-- Problem description --
Would you transcribe word for word every line from the one containing "Put a marker on every instance of the green paper" to the end of the data, both ends included, and leave out the rest?

-- Source records --
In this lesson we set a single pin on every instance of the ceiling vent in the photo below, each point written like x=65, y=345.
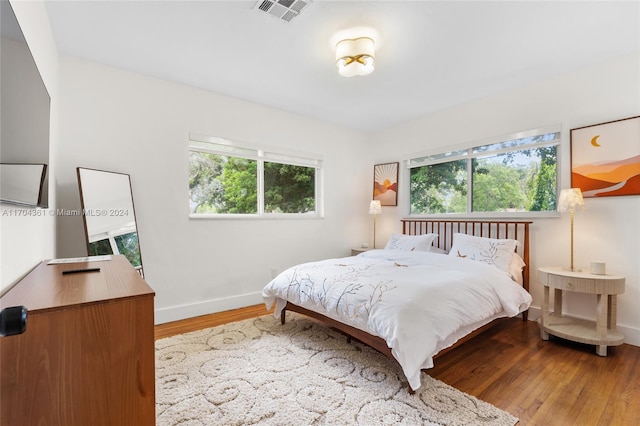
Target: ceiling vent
x=284, y=10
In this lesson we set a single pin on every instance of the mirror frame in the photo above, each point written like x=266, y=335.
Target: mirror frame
x=85, y=208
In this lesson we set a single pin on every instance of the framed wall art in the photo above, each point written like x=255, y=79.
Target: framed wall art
x=385, y=183
x=605, y=158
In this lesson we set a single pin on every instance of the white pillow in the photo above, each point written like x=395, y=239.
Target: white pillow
x=492, y=251
x=434, y=249
x=410, y=242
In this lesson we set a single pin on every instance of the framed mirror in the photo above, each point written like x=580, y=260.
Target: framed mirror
x=108, y=214
x=24, y=119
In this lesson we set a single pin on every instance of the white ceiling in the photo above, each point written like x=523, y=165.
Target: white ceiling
x=430, y=55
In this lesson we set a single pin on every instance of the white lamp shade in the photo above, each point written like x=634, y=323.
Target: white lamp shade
x=375, y=207
x=570, y=199
x=355, y=56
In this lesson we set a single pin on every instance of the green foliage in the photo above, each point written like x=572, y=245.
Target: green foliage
x=128, y=246
x=497, y=187
x=205, y=189
x=240, y=193
x=289, y=188
x=522, y=180
x=221, y=184
x=99, y=248
x=542, y=190
x=439, y=188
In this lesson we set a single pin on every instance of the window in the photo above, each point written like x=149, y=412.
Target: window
x=123, y=242
x=228, y=179
x=516, y=173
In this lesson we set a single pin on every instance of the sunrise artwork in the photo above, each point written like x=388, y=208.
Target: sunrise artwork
x=605, y=158
x=385, y=183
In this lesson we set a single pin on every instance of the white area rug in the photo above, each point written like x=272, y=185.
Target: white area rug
x=258, y=371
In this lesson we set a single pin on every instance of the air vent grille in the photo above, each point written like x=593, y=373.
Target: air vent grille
x=284, y=10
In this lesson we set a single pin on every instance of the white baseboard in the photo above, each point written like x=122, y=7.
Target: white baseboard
x=631, y=335
x=175, y=313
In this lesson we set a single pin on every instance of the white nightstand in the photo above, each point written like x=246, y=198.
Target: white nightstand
x=603, y=331
x=357, y=250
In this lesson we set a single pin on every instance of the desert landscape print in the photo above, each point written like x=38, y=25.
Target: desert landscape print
x=605, y=158
x=385, y=183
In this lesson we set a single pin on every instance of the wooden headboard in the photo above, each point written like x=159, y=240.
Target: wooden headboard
x=515, y=230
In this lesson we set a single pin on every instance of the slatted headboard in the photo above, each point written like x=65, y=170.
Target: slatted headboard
x=516, y=230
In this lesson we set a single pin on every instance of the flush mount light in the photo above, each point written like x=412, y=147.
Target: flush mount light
x=355, y=56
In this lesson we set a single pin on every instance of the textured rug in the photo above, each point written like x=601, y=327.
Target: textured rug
x=258, y=371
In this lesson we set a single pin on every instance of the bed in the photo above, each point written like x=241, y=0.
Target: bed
x=434, y=286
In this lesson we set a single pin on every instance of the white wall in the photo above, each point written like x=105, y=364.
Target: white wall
x=125, y=122
x=609, y=228
x=28, y=235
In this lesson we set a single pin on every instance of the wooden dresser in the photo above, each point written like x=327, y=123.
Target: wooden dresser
x=87, y=355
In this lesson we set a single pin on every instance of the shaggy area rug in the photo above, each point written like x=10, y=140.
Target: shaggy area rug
x=258, y=371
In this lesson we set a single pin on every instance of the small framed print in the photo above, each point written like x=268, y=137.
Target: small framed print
x=385, y=183
x=605, y=158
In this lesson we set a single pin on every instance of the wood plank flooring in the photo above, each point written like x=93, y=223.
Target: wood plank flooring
x=542, y=383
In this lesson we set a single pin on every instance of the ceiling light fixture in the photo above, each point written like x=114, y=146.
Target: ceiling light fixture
x=355, y=56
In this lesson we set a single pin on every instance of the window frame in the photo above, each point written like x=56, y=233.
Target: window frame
x=261, y=154
x=465, y=151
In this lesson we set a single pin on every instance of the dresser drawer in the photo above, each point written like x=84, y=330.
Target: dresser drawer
x=582, y=285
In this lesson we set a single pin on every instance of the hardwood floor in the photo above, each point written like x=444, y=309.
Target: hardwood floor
x=542, y=383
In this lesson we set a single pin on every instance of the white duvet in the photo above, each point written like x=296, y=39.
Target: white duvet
x=418, y=302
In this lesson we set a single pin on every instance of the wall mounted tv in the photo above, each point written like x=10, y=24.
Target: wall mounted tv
x=24, y=118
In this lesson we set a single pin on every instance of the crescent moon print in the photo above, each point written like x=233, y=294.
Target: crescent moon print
x=605, y=158
x=385, y=183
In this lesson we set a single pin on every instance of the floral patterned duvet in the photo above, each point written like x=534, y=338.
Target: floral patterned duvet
x=418, y=302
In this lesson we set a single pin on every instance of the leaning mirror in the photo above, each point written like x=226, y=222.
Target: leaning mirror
x=108, y=214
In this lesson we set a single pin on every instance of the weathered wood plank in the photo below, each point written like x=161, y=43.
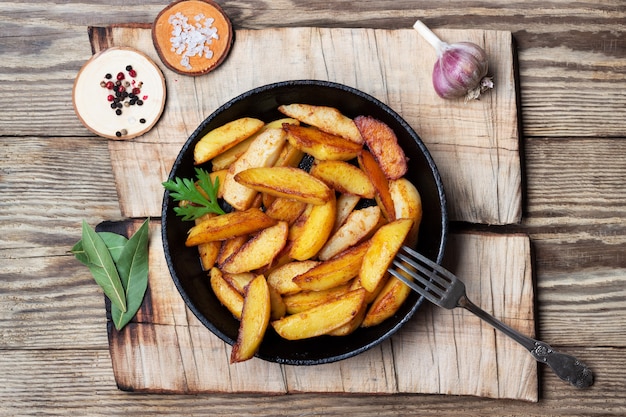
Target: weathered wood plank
x=51, y=382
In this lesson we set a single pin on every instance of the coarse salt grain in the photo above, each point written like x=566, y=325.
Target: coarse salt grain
x=189, y=40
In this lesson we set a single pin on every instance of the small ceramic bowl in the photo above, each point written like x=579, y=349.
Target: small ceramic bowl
x=262, y=102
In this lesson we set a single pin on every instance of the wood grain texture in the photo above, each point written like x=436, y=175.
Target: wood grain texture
x=475, y=145
x=166, y=349
x=53, y=173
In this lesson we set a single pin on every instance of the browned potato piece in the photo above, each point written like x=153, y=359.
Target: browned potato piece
x=225, y=137
x=305, y=300
x=391, y=297
x=286, y=182
x=381, y=183
x=344, y=177
x=321, y=319
x=335, y=271
x=255, y=318
x=385, y=244
x=285, y=209
x=229, y=225
x=383, y=144
x=321, y=145
x=345, y=204
x=262, y=152
x=309, y=233
x=327, y=119
x=408, y=204
x=282, y=277
x=228, y=296
x=359, y=225
x=259, y=251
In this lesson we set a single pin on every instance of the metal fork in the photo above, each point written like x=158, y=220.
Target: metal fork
x=443, y=288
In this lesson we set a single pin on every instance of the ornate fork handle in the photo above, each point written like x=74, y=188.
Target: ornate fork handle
x=566, y=367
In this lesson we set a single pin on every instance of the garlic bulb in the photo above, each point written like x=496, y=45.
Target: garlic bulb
x=461, y=68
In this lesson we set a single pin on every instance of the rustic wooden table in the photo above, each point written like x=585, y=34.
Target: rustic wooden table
x=53, y=174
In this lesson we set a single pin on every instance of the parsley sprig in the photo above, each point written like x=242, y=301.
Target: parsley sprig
x=196, y=203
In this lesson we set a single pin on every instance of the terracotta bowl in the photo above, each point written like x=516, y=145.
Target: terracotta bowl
x=262, y=102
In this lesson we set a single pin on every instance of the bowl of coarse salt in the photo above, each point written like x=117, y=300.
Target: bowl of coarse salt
x=192, y=37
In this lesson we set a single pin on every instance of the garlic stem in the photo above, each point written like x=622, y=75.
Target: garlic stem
x=430, y=36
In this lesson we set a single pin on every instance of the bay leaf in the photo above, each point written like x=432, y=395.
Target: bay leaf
x=114, y=242
x=132, y=265
x=103, y=267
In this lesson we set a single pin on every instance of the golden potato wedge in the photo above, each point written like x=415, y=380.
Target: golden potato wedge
x=407, y=203
x=321, y=145
x=335, y=271
x=230, y=246
x=352, y=325
x=286, y=182
x=385, y=244
x=208, y=251
x=380, y=182
x=225, y=137
x=229, y=225
x=239, y=281
x=359, y=225
x=255, y=318
x=321, y=319
x=391, y=297
x=259, y=251
x=310, y=232
x=278, y=309
x=262, y=152
x=345, y=204
x=344, y=177
x=370, y=296
x=282, y=277
x=305, y=300
x=327, y=119
x=285, y=209
x=226, y=158
x=383, y=144
x=228, y=296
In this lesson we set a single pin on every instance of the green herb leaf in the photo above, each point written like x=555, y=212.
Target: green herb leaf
x=196, y=203
x=102, y=266
x=132, y=265
x=114, y=242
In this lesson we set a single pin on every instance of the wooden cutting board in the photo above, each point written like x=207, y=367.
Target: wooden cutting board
x=476, y=147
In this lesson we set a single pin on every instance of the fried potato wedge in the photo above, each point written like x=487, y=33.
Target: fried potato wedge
x=225, y=137
x=321, y=319
x=327, y=119
x=359, y=225
x=239, y=281
x=321, y=145
x=262, y=152
x=226, y=293
x=352, y=325
x=282, y=277
x=387, y=303
x=285, y=209
x=255, y=318
x=286, y=182
x=305, y=300
x=344, y=177
x=311, y=231
x=385, y=244
x=383, y=197
x=259, y=251
x=229, y=225
x=383, y=144
x=345, y=204
x=407, y=203
x=335, y=271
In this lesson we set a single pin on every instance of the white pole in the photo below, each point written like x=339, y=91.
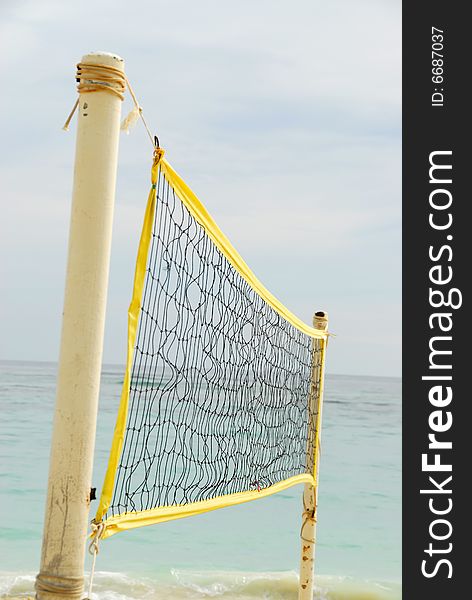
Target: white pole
x=310, y=494
x=73, y=439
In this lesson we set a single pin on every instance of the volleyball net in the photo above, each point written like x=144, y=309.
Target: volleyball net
x=221, y=400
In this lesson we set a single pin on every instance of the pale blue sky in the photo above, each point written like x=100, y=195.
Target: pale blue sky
x=285, y=119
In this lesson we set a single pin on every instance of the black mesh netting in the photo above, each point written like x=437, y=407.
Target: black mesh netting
x=220, y=381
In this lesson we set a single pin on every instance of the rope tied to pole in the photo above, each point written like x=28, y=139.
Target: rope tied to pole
x=309, y=514
x=97, y=532
x=103, y=78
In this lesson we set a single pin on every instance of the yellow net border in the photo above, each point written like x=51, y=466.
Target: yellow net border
x=131, y=520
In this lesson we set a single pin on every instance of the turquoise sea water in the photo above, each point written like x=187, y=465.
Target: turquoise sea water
x=247, y=551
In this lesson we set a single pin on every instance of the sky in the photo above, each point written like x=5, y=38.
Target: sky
x=284, y=118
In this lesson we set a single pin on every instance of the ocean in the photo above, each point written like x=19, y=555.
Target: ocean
x=243, y=552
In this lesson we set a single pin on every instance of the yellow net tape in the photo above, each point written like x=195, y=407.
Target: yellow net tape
x=128, y=519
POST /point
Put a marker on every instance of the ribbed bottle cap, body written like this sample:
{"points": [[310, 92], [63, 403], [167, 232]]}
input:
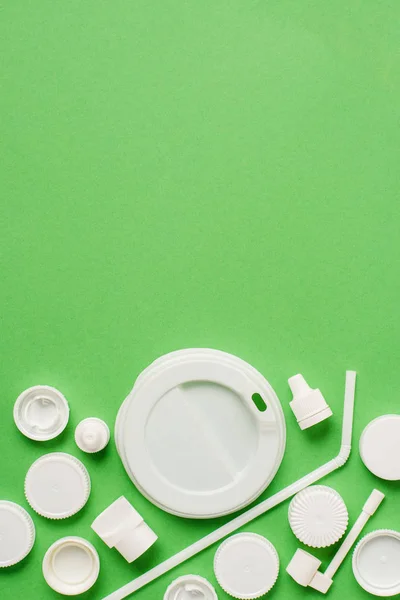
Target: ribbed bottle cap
{"points": [[57, 485], [17, 533]]}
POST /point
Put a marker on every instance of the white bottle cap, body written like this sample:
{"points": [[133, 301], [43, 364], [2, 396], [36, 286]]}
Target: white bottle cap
{"points": [[41, 413], [92, 435], [71, 566], [380, 447], [318, 516], [308, 405], [190, 587], [120, 526], [376, 563], [57, 485], [246, 566], [303, 567], [17, 533]]}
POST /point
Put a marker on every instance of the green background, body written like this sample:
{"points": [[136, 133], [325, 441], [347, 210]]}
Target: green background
{"points": [[178, 174]]}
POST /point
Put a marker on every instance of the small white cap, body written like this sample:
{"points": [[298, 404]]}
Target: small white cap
{"points": [[303, 567], [71, 566], [92, 435], [318, 516], [376, 563], [246, 566], [308, 405], [380, 447], [321, 582], [57, 485], [120, 526], [190, 586], [41, 413], [17, 533]]}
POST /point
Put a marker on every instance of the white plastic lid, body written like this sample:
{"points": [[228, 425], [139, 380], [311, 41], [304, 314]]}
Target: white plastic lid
{"points": [[192, 438], [318, 516], [71, 566], [57, 485], [376, 563], [41, 413], [17, 533], [120, 526], [92, 435], [190, 587], [380, 447], [246, 566]]}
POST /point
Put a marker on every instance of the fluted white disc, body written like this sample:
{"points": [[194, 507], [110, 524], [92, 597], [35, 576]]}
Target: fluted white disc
{"points": [[318, 516]]}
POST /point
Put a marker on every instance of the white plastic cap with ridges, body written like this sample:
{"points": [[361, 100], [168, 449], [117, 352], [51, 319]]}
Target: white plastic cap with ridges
{"points": [[92, 435], [120, 526], [308, 405]]}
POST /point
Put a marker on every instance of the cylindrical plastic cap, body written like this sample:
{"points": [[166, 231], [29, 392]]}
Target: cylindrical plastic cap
{"points": [[308, 405], [41, 413]]}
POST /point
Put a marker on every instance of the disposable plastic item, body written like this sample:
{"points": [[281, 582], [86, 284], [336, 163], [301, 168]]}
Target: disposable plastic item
{"points": [[246, 566], [256, 511], [376, 563], [57, 485], [192, 438], [41, 413], [92, 435], [380, 447], [303, 567], [17, 533], [120, 526], [318, 516], [308, 405], [190, 587], [71, 566]]}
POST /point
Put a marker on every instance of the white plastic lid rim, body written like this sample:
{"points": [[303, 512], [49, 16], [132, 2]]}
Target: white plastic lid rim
{"points": [[41, 413], [196, 408], [190, 587], [71, 566], [17, 533], [376, 563], [318, 516], [57, 485], [120, 526], [92, 435], [246, 566], [380, 447]]}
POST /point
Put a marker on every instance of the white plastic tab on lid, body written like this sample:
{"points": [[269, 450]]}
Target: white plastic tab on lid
{"points": [[17, 533], [57, 485], [246, 566], [376, 563], [92, 435], [190, 587], [71, 566], [318, 516], [308, 405], [41, 413], [380, 447], [120, 526]]}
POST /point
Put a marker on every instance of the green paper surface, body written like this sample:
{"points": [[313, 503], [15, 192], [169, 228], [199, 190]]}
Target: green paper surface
{"points": [[197, 174]]}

-- Solution --
Put a marker on every instance of the green paper surface, body written like this sample:
{"points": [[313, 503], [15, 192], [169, 228], [199, 190]]}
Target: green paper surface
{"points": [[197, 174]]}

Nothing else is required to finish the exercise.